--- ENTRIES SUPPLIED ---
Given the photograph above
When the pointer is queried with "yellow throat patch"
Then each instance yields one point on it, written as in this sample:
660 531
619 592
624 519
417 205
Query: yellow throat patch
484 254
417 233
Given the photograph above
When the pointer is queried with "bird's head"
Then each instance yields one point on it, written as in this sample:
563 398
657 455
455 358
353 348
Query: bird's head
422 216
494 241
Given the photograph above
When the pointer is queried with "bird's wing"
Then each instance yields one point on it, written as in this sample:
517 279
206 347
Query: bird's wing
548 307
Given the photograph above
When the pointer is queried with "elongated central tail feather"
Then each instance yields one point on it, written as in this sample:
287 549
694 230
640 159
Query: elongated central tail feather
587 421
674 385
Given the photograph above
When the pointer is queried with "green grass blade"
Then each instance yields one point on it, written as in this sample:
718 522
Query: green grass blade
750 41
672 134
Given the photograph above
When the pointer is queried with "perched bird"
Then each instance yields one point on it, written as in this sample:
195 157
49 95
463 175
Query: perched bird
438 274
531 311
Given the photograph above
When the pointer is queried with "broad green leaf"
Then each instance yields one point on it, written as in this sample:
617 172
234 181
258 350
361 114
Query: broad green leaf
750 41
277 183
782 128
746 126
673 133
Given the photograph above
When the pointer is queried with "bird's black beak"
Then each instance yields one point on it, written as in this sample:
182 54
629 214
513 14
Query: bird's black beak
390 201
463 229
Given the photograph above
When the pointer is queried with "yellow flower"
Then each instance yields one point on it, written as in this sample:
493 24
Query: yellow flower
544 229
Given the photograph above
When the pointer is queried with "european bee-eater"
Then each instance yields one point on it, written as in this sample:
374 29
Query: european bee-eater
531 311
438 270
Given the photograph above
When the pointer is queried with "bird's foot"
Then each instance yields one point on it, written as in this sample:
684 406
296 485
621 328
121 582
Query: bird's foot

--- TASK DESCRIPTION ---
Set down the listing above exactly, line for line.

--- EXERCISE OUTPUT ---
Given the photograph above
When the pointer is queried with "yellow throat patch"
Then each instance yields one point on it, written as in this sample:
660 531
619 592
624 519
417 205
Query: yellow throat patch
484 254
417 233
Given the photograph above
When the pointer is queried with "bird's head"
Then each instance yields one point on it, written as in this sample:
563 398
657 455
455 358
353 348
Query: bird's head
422 216
494 241
Given the photograph above
When the pointer is queried with "bird's wing"
Then each instance yields one point on it, written as in this sample:
517 279
206 347
Query: bird's wing
548 307
Given the photograph above
When the pointer is queried with "elongated central tail feather"
Then each instance yields one point on it, written as in this sample:
287 549
694 230
640 159
Query: elongated central tail feather
587 421
674 385
Given the photograph above
When the pointer is queried with "green grass blade"
Then each instance yields one point on it, written as in this sample:
718 522
Query: green grass blade
750 41
672 134
Given the photograph above
When the pointer is queried with "perched bird"
Then each instance yields one point on it, written as in this sample:
195 157
49 95
463 175
Query: perched bird
438 274
531 311
Given the photograph above
When the pointer is queried with "broad green leaf"
Then each instance yields one point on it, written as in this sample:
617 172
234 181
258 350
361 114
Query: broad green leaf
750 41
277 183
782 128
746 126
673 133
Given the photograph above
When the pointer is queried with "bird's black beak"
Then each instance yields one point on it, written as in this sample:
182 54
629 214
513 14
Query: bird's black beak
390 201
463 229
Given the photograph above
When the pointer is queried with "yellow flower"
Then each instance yields one point on it, written as in this sample:
493 24
Query: yellow flower
544 229
Given the photograph above
When the pointer is queried with "european bee-eater"
Then each instance yields one point on it, written as in this sample:
374 29
Query: european bee-eater
531 311
438 270
Given the photograph above
When the pointer is queried with "bird's foot"
Then each instance yields one point on it, written as in this sample:
684 406
296 485
621 328
121 582
Query: bird's foot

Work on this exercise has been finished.